● EXERCISE TASK
Render the part of the data that begins with the line containing "For the benchmark, mark every instance of the light" and ends with the line containing "[[68, 113]]", both included, as a Markdown table with the columns "Row" and "Content." Give one row per line with its row number, and omit any blank lines.

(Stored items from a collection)
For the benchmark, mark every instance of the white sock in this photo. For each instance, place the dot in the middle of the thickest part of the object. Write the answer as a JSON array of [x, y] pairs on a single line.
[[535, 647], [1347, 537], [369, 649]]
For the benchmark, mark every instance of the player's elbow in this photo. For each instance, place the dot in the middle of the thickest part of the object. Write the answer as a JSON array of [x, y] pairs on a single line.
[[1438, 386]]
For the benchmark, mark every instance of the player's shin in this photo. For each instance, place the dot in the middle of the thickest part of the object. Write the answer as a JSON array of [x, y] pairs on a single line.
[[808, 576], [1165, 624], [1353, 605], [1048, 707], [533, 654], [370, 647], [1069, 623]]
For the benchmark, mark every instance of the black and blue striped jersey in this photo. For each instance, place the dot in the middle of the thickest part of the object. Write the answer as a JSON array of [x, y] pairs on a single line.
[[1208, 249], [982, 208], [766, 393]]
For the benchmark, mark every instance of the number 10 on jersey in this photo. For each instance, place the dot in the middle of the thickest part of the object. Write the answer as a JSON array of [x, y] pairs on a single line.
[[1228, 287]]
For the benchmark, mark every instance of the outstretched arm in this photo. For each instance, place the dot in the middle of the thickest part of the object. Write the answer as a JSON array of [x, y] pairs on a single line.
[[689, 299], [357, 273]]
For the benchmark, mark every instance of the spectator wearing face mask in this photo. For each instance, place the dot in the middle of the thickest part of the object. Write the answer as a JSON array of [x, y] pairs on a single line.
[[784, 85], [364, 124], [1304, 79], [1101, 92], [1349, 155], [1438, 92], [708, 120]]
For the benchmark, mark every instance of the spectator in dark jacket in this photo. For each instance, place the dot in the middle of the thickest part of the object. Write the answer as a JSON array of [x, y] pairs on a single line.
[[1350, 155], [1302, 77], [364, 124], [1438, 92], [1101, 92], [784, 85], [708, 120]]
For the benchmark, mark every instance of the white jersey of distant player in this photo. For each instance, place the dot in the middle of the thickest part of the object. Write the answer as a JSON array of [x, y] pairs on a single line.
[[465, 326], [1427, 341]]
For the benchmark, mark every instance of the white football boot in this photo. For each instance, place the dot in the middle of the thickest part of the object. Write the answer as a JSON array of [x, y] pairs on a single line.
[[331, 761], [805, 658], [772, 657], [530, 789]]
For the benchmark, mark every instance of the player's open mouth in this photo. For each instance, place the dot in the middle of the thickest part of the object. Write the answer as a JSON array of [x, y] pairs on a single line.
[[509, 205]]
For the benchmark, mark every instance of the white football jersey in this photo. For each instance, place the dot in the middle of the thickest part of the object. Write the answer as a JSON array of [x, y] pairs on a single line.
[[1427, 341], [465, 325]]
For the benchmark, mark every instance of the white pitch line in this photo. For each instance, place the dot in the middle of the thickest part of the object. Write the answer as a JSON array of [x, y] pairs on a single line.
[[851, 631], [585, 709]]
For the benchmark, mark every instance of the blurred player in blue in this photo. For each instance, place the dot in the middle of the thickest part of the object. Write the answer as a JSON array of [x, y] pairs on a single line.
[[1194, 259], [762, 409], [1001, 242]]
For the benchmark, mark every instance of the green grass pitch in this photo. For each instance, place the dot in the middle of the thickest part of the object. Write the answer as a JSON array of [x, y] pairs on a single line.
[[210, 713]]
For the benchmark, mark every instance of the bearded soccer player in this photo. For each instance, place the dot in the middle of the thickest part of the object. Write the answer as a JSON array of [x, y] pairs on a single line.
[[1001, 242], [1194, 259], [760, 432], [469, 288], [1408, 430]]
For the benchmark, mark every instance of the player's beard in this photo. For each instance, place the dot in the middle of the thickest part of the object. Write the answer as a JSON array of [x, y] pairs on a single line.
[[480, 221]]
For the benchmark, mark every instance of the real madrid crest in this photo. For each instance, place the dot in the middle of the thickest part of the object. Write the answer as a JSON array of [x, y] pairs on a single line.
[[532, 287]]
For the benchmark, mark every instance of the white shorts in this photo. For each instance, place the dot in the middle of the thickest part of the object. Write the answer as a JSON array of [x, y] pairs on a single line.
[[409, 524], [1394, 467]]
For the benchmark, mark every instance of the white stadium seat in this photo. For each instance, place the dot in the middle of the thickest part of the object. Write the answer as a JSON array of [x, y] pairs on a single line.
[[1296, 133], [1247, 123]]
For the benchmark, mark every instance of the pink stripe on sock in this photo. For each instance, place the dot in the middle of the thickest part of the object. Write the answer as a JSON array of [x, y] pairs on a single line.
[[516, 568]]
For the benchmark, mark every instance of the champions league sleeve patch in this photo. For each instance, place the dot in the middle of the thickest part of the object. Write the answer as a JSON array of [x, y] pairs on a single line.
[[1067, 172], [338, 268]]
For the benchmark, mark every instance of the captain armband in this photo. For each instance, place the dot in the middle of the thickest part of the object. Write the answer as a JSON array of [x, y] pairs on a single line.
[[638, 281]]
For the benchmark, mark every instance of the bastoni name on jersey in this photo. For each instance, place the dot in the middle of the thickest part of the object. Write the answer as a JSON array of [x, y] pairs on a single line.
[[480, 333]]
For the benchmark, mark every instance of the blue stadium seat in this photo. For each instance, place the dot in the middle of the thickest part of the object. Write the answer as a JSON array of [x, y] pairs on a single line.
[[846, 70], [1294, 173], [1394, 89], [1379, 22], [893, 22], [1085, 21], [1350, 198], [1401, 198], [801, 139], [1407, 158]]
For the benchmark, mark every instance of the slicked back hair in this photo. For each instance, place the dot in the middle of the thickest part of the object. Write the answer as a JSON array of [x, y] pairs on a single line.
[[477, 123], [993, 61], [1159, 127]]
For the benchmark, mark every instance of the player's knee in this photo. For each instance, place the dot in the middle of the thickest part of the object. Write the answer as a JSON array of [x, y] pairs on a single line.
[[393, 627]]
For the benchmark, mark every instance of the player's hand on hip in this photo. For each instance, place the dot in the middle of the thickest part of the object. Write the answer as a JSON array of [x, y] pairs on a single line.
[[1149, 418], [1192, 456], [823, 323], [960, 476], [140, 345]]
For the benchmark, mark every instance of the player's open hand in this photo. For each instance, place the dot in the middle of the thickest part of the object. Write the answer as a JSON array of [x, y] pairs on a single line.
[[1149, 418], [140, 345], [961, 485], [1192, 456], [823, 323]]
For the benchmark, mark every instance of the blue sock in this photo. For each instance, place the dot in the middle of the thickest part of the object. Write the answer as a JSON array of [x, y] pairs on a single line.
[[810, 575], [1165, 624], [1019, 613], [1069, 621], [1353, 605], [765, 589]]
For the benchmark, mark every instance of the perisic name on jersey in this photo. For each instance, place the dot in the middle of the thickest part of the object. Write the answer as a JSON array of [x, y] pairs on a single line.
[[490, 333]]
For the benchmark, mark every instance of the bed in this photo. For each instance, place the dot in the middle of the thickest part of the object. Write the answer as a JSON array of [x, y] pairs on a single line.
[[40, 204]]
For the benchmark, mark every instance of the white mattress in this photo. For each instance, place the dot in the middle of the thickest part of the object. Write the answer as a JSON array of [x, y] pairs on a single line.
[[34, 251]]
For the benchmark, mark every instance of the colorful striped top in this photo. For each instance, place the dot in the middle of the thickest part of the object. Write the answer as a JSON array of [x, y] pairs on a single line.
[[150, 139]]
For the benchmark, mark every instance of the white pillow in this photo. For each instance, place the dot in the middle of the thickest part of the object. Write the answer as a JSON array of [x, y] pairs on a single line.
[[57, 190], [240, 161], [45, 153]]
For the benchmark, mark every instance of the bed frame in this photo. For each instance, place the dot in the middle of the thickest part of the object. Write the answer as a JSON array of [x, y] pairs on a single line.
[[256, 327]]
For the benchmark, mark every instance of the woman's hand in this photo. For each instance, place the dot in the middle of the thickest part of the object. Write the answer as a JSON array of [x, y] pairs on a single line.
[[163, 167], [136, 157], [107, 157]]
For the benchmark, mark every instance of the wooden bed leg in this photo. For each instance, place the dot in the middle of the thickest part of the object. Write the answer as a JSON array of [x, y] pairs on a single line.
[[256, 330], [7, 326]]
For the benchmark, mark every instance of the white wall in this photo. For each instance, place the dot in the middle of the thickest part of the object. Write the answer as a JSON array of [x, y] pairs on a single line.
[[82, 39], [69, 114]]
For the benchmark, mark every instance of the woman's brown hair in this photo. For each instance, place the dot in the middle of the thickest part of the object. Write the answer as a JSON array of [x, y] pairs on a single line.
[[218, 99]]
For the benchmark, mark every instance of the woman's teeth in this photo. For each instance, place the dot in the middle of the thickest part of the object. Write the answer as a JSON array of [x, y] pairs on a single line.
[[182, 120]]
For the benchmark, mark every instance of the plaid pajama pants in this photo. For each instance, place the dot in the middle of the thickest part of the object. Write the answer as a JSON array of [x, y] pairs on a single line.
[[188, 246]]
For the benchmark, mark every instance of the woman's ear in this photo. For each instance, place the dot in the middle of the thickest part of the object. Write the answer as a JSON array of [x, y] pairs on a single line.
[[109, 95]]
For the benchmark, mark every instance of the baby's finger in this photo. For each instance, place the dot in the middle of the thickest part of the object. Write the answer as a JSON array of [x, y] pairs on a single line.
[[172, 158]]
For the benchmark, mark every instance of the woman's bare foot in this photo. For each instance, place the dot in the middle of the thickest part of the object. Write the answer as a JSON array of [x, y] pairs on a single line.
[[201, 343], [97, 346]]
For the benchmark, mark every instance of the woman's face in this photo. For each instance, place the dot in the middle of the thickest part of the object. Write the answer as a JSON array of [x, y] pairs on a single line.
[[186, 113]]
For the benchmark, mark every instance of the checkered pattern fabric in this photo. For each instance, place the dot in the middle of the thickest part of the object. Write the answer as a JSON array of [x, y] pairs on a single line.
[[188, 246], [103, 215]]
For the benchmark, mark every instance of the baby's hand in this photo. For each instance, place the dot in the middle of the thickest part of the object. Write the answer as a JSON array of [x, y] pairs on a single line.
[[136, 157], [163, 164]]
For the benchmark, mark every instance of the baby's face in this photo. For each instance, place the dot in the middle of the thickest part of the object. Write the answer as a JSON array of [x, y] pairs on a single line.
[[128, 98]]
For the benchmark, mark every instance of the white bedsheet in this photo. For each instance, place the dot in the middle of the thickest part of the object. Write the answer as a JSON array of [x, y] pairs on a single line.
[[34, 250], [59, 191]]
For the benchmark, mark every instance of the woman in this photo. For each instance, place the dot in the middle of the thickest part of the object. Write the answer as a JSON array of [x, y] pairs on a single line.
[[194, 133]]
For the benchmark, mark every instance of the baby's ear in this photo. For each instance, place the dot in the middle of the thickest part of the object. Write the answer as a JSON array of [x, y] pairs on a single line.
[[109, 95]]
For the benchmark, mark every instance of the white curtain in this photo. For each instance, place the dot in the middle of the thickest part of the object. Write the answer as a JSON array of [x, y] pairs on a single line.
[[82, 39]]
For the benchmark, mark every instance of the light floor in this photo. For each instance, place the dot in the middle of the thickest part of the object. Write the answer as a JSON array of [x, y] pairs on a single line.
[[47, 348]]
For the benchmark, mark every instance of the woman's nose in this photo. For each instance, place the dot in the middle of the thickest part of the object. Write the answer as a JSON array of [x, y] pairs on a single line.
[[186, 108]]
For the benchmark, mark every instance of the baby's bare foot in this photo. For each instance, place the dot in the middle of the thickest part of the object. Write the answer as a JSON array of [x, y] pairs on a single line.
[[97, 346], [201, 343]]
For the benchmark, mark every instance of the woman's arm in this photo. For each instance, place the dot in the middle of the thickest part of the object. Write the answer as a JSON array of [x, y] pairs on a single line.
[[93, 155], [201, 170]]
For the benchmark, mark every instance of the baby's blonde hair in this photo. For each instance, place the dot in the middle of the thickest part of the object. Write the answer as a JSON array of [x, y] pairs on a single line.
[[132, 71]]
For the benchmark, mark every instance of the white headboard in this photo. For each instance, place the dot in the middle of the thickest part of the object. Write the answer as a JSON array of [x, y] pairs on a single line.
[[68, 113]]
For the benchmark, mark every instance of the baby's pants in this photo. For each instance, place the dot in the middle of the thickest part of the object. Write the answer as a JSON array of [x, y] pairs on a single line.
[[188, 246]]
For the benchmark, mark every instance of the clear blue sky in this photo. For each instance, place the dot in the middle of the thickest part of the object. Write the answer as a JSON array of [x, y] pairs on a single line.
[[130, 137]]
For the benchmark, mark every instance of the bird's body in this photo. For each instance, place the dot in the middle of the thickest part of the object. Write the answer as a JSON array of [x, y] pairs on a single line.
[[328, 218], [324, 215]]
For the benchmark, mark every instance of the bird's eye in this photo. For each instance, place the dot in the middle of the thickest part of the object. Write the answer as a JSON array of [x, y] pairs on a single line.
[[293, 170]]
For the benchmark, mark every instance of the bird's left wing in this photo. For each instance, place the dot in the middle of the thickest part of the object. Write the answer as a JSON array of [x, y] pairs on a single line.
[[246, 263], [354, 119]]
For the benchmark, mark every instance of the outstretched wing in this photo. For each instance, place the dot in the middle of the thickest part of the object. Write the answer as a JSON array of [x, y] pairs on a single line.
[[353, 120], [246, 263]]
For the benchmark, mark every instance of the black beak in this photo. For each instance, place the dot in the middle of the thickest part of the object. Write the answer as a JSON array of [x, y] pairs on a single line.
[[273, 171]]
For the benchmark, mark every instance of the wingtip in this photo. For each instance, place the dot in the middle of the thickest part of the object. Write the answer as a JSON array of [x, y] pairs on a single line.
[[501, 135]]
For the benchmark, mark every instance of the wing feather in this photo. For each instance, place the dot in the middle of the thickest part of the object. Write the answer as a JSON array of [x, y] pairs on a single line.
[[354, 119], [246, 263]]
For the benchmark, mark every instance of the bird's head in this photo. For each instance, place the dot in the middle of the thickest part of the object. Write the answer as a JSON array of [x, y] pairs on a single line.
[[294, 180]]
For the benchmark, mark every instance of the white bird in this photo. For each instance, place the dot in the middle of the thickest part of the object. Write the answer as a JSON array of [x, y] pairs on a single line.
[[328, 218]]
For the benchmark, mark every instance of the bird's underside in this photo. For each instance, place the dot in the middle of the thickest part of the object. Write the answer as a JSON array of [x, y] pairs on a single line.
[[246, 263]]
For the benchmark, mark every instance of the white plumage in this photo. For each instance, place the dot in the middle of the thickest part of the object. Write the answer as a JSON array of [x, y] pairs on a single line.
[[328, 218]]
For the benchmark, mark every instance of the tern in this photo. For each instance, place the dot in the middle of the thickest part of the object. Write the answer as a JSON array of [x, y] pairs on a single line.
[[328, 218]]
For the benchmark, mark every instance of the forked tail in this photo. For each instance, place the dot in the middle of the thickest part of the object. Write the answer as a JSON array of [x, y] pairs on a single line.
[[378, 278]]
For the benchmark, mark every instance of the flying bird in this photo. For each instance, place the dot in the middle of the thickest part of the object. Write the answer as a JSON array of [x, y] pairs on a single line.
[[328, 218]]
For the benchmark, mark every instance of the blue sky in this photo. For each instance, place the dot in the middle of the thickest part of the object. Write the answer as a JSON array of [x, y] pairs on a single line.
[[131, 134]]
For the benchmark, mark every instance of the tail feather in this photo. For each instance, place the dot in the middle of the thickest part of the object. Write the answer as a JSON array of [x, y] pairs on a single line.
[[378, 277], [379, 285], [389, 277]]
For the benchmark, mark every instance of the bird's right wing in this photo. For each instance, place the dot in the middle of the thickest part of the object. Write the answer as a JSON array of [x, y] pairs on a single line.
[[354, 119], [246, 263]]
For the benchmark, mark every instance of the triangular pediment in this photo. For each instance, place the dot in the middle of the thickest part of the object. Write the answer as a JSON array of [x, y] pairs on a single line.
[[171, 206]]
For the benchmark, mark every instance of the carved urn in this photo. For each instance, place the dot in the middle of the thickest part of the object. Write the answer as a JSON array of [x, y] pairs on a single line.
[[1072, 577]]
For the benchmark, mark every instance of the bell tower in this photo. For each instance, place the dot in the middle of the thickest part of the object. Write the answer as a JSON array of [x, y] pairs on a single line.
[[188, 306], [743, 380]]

● SOLUTION TO THE EXERCISE
| Row | Content |
|---|---|
| 1 | For the benchmark, mark every instance of the light floor in this photo. For each instance, place the dot in the middle of the thickest part of the object. Write the answer as a JSON array of [x, y] pairs on a single line. |
| 2 | [[47, 348]] |
| 3 | For the benchmark, mark every instance of the woman's nose in this photo. For each instance, place the dot in the middle of the thickest part of the object. Write the answer as a JSON array of [x, y] pairs on a single line. |
| 4 | [[186, 108]] |
| 5 | For the benchmark, mark every instance of the baby's bare foot in this photo. For each instance, place the dot in the middle of the thickest part of the object. Write the answer as a JSON array of [x, y] pairs on a single line. |
| 6 | [[97, 346], [201, 343]] |
| 7 | For the benchmark, mark every instance of the woman's arm in this photo. For each instance, place the dot in the middle of the thickest part of the object. Write the answer as a JSON array of [x, y] pairs on a single line. |
| 8 | [[93, 155], [201, 170]] |
| 9 | For the benchmark, mark every instance of the baby's blonde hair in this photo. For each instance, place the dot in the middle of the thickest part of the object. Write the answer as a JSON array of [x, y] pairs on a single line. |
| 10 | [[132, 71]] |
| 11 | For the benchmark, mark every instance of the white headboard in this photo. For each instance, place the dot in the middle of the thickest part of the object. Write the answer as a JSON array of [x, y] pairs on a single line. |
| 12 | [[68, 113]] |